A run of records
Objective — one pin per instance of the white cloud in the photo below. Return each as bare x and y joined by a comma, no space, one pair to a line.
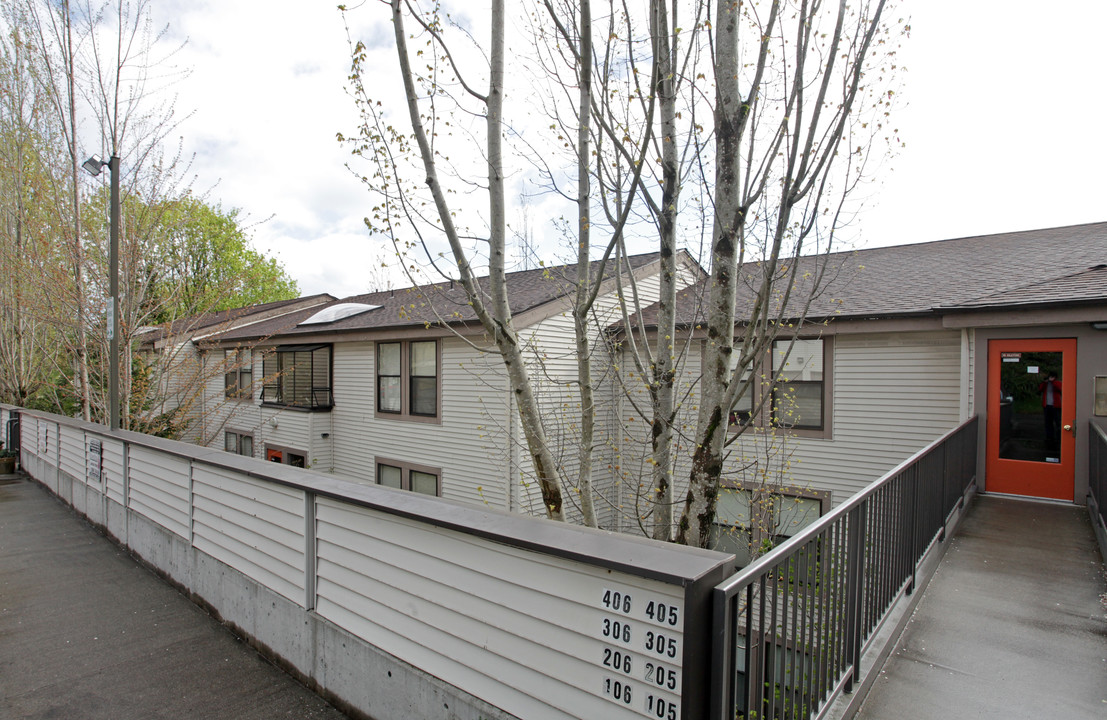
1002,124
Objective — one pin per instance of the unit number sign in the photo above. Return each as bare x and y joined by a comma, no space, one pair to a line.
641,652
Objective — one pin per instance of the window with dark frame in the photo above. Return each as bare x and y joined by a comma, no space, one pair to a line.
298,377
406,476
238,378
752,520
407,379
799,397
797,389
239,443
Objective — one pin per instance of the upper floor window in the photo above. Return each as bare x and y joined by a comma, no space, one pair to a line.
238,373
406,476
797,391
240,443
789,389
298,377
753,518
407,379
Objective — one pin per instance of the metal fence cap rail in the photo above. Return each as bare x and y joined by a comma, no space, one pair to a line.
640,556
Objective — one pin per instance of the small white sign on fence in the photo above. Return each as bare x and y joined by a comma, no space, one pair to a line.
94,461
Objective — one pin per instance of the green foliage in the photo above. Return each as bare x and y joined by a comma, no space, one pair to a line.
195,257
210,264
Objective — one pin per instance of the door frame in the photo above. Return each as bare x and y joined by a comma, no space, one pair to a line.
1053,481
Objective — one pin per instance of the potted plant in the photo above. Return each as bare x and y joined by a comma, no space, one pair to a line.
7,461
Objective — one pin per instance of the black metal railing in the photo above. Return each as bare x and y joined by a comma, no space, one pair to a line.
1097,472
790,628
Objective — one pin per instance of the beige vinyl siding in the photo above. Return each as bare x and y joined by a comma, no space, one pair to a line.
469,445
555,374
893,393
112,470
178,376
221,413
477,614
159,489
72,452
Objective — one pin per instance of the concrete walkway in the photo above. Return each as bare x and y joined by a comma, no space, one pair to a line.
1010,627
86,633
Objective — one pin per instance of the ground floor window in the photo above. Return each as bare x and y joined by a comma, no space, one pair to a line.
402,475
287,456
240,443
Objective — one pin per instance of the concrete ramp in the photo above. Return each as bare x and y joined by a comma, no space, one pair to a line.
1011,626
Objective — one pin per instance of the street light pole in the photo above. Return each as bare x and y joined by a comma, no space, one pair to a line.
113,288
94,166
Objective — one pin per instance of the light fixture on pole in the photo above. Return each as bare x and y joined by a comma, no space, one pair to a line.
94,165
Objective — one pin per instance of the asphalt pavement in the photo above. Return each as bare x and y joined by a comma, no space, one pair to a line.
86,633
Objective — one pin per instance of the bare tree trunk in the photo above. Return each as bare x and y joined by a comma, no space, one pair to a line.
74,167
582,305
497,319
732,113
664,373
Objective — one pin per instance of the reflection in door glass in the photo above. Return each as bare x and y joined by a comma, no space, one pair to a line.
1030,407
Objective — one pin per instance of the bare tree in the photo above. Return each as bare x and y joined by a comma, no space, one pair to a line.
740,127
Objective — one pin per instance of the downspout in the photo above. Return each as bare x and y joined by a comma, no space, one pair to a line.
965,396
513,451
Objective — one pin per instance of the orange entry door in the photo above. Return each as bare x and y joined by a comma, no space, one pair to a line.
1031,418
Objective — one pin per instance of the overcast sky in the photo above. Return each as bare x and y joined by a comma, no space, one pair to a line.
1003,123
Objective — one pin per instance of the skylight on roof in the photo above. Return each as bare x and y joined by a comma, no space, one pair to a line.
340,311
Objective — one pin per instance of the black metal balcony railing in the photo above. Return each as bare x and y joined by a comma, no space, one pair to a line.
790,628
1097,472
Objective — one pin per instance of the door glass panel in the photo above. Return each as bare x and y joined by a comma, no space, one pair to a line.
1030,405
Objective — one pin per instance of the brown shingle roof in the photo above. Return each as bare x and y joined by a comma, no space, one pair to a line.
209,321
1049,266
443,302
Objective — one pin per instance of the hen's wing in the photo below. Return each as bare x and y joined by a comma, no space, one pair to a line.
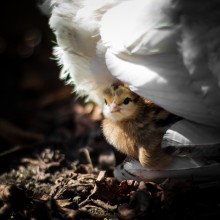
168,51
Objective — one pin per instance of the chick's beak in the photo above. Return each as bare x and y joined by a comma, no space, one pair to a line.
114,108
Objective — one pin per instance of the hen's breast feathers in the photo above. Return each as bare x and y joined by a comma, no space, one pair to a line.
166,51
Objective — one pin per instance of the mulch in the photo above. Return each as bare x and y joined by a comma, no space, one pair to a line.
54,161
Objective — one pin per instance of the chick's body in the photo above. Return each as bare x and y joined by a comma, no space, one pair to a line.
135,126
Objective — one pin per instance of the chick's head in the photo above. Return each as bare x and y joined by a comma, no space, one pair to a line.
120,103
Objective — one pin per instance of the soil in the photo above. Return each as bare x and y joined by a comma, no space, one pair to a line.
54,161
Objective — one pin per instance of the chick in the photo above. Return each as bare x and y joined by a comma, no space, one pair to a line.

## WHAT IS REQUIRED
Omit the pictures and retype exactly the lines from the one with "Objective — one pin per instance of the orange" through the final line, both ends included.

## FULL ANSWER
Objective — one pin per instance of the orange entry door in the photo above. Return each as bare x and y joined by a comma, no space, one pair to a line.
1031,418
Objective — one pin per instance of the overcast sky in the photo above. Return each as bare x and y joined by a comma, no space, one pair to a line.
1003,123
Objective — one pin per instance of the skylight on roof in the photo above. Return each as bare x and y joined by a comma, no space, one pair to a line.
340,311
Objective — one pin per instance of the black metal balcony railing in the photo above. Return each as bare x and y joined by a comma, no space, one pair to a line.
790,628
1097,472
Objective — one pin per instance of the door glass panel in the photo above. Return each as bare x and y joined by a comma, no space, one pair to a line.
1030,405
Objective — one pin per instance of the brown shingle roof in the photo above. Return each as bare x and y joined by a comma, no space, one pair to a line.
209,321
1049,266
443,302
Objective — one pin per instance of the hen's wing in the photo below. Return each as bare x and y joined by a comma, no space, one pair to a line.
168,51
Objective — one pin per instance of the chick's beak in the photo above. Return each as bare x and y joined by a comma, no space, one pair to a line.
114,108
Objective — one pin per instance of the hen's breast feathers in the photo above. Return each as bare x and y joined by a comma, no space, one pair to a line.
166,51
Objective — one pin per instance of the mulch in the photo above. Return each as bare x and y joined by a comma, no space, one pair to a line.
54,161
Objective — one pin per instance of the chick's body in the photo above. Return each as bare x and y joined by a comma, no space, one pair to a line.
135,126
Objective — one pin per instance of the chick's head in the photo above. Return each as bare x and y joined by a comma, no space, one pair to a line.
120,103
Objective — one pin per instance of the soil in the photo above. Return each as bare x and y joined by a comma, no space, one pair to a line.
54,161
Objective — one pin per instance of the chick in the photo above. Return each as bare x and y joined by a comma, no space, one pair to a line.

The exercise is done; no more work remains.